Excerpts from location labeling data:

....

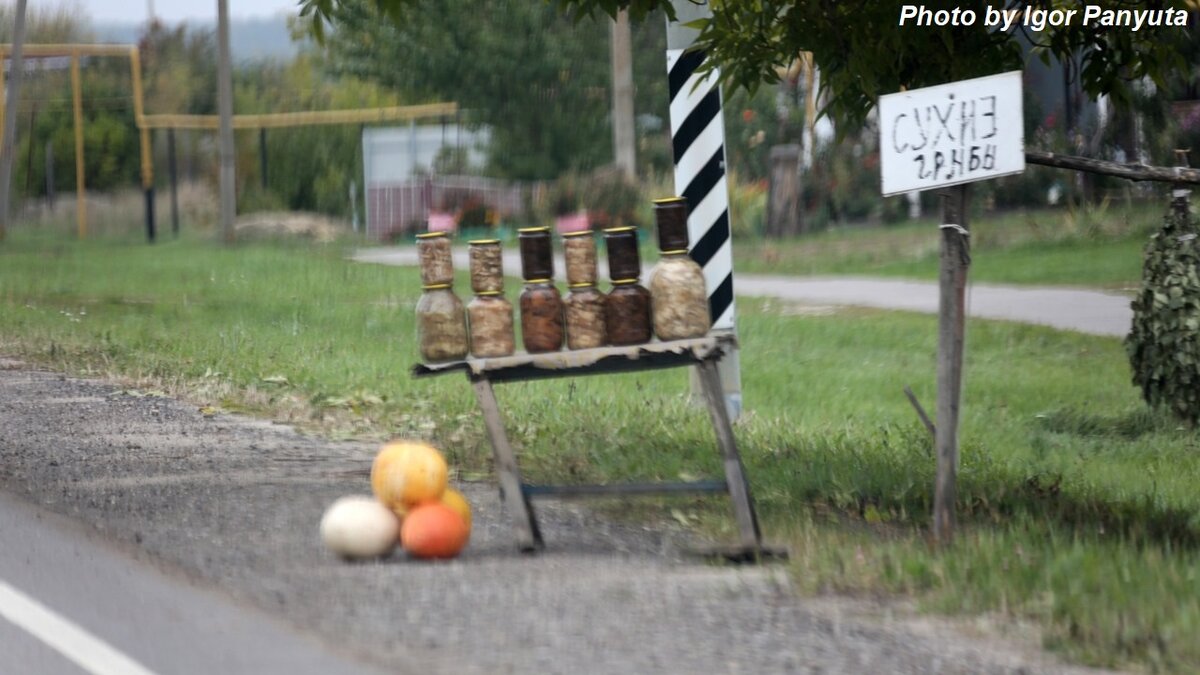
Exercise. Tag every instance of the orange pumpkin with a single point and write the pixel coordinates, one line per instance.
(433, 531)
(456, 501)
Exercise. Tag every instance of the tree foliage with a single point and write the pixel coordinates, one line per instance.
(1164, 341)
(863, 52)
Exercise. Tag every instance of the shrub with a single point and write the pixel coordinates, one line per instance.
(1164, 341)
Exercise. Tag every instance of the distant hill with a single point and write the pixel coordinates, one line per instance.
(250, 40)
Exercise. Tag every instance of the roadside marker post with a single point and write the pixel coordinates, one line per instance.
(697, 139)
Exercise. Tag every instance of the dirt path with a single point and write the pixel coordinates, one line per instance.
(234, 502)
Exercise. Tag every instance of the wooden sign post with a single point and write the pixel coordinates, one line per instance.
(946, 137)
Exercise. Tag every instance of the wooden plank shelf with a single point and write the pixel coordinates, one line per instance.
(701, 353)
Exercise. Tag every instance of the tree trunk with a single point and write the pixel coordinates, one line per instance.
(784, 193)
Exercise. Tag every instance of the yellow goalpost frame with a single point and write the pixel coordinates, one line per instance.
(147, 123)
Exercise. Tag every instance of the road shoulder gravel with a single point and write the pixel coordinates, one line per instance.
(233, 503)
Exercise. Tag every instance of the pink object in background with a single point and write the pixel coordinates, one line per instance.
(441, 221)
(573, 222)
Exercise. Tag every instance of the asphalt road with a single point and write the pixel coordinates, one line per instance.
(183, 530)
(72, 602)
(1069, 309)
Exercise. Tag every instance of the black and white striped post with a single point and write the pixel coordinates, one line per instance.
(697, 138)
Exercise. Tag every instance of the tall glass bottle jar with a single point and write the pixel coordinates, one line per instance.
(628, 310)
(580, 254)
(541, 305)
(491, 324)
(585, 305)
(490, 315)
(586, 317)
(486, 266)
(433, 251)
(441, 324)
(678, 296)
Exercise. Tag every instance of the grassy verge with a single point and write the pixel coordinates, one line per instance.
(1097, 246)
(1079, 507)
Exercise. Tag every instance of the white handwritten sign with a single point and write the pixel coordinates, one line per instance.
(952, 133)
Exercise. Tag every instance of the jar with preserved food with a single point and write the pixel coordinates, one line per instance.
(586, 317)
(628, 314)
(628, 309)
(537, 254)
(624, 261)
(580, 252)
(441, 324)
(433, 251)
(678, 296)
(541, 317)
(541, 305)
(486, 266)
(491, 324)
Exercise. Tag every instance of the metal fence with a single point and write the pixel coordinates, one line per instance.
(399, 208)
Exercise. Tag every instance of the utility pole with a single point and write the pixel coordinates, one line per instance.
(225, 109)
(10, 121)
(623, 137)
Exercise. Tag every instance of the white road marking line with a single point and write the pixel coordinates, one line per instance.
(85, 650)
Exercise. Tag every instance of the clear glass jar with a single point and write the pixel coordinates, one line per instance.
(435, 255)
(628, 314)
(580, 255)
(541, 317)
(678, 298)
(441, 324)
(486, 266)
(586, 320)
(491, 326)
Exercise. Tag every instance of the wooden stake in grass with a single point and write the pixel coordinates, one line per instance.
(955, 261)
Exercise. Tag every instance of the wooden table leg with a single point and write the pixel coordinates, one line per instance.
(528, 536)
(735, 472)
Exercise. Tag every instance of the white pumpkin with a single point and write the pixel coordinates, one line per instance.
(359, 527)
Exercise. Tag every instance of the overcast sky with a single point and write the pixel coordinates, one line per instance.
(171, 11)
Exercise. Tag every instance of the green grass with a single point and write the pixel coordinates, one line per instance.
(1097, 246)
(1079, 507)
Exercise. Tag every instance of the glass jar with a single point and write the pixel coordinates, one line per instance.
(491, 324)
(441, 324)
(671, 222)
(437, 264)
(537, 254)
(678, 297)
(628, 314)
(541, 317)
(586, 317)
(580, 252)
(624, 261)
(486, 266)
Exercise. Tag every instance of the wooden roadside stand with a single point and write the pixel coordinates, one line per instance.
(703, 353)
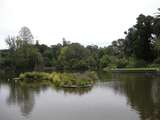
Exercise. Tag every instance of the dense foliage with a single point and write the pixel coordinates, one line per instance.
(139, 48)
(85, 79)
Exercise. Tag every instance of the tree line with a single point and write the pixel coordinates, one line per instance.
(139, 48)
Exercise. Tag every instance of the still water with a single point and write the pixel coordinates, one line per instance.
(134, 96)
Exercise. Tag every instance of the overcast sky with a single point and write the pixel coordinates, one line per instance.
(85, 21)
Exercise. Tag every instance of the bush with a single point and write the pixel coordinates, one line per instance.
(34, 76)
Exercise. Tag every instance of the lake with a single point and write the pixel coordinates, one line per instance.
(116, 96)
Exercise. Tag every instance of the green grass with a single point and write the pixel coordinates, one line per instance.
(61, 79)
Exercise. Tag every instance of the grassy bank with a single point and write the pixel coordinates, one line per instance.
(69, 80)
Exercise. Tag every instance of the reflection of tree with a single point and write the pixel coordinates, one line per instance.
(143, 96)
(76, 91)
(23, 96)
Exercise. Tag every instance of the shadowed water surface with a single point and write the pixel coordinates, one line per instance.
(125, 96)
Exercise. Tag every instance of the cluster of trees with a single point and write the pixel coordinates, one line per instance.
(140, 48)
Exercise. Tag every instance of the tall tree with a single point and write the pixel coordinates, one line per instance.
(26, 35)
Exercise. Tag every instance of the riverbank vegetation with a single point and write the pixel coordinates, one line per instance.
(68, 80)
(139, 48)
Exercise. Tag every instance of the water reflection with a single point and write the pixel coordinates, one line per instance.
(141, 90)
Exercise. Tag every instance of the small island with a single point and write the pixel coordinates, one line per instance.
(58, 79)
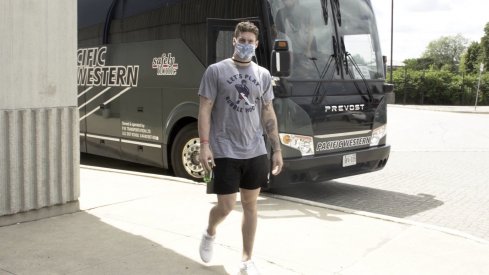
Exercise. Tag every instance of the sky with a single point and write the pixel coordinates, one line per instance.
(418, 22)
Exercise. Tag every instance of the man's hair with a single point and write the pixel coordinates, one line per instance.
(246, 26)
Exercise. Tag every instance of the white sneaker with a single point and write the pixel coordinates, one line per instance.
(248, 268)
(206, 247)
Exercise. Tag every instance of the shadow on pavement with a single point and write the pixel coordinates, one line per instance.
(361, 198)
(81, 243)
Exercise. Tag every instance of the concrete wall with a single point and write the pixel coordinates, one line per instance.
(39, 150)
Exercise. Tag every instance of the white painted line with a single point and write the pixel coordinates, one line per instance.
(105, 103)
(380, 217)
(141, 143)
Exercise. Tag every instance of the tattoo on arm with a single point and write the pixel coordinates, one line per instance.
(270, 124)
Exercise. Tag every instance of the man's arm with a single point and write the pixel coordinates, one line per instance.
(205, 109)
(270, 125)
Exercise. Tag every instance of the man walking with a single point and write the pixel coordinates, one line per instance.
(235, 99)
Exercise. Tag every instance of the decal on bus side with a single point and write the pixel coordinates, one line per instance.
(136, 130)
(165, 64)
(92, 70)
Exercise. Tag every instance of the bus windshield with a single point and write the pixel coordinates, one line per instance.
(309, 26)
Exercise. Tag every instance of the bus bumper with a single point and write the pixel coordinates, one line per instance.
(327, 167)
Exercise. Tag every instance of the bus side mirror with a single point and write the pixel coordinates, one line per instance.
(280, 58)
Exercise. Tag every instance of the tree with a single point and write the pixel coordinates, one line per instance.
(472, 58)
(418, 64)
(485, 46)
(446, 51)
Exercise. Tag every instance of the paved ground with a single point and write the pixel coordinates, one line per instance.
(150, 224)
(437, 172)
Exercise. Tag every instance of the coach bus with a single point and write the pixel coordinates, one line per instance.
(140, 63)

....

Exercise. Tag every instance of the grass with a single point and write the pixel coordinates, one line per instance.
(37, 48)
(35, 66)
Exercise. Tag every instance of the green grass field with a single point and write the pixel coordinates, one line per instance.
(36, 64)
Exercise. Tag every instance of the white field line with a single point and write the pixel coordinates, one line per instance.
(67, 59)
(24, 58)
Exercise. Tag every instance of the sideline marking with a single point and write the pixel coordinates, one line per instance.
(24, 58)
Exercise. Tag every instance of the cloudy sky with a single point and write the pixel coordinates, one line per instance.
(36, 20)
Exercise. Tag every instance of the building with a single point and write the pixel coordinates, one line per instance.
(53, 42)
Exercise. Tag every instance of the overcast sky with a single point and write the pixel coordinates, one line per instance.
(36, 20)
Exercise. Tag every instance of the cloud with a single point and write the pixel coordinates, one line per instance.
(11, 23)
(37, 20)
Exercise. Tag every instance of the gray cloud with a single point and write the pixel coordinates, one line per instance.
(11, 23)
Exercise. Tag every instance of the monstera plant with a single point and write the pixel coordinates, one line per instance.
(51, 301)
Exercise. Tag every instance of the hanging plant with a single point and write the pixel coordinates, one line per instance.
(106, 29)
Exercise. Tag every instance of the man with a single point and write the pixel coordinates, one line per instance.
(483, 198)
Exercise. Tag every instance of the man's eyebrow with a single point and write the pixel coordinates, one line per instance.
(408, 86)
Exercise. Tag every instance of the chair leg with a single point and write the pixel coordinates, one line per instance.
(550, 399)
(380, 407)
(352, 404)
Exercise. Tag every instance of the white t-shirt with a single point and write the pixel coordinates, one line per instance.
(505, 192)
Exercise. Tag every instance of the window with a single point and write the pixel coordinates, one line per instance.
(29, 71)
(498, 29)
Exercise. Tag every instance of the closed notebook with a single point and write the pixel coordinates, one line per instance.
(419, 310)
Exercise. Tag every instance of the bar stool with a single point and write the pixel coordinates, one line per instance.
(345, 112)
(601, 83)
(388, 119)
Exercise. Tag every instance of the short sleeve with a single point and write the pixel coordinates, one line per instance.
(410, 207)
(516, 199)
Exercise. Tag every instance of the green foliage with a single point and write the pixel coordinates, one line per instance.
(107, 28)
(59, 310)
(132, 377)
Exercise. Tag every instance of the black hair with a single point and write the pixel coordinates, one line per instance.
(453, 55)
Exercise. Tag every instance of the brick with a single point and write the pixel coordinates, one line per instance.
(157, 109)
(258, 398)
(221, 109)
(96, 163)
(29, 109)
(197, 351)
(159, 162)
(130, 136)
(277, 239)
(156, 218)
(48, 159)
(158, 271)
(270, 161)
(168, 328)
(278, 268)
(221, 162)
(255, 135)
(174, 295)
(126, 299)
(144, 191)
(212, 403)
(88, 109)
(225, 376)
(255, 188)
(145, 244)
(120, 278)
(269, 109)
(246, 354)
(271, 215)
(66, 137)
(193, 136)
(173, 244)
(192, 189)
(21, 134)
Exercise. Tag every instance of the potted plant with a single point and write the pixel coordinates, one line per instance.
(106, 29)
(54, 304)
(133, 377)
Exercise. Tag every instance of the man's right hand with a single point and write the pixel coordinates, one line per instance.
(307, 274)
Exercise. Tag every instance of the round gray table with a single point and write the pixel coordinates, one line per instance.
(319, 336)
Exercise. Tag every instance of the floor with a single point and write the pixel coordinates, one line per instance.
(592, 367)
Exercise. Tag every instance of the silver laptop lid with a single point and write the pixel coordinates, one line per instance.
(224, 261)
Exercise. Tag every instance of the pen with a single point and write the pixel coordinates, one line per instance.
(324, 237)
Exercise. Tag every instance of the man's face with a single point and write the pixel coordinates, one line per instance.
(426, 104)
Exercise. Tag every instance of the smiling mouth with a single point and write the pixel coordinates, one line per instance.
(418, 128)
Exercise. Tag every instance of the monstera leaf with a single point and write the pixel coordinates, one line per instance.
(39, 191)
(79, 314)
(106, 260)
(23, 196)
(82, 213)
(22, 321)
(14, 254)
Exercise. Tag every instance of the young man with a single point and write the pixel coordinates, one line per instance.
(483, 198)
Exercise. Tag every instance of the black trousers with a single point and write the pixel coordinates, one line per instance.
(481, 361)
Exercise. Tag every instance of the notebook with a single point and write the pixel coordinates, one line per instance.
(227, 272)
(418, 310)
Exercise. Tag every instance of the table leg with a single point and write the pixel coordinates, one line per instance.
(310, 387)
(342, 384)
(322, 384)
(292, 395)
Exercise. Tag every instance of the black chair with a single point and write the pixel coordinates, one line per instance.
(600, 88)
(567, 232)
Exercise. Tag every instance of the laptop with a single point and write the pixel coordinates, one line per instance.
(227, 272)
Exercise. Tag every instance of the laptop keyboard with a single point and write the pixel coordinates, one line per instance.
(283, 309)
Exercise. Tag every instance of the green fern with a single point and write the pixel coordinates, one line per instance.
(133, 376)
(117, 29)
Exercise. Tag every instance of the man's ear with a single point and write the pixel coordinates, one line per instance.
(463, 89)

....

__Description of the task__:
Gather every line of the records above that contains the word "green", treating uppercase and lowercase as different. Copy each line in full.

__Finished answer__:
Exercise. Tag every instance of the green grass with a single point and write the pixel coordinates, one line per instance.
Exercise. Tag every instance of the green grass with a single point and write the pixel coordinates, one line per instance.
Exercise. Tag every instance of the green grass field with a single point and write the pixel coordinates, one line per instance.
Exercise. Tag every instance of the green foliage with a single point and write the pixel coordinates, one line per instance.
Exercise. Tag every instance of the green fern with a single point and write the pixel coordinates, one line per instance.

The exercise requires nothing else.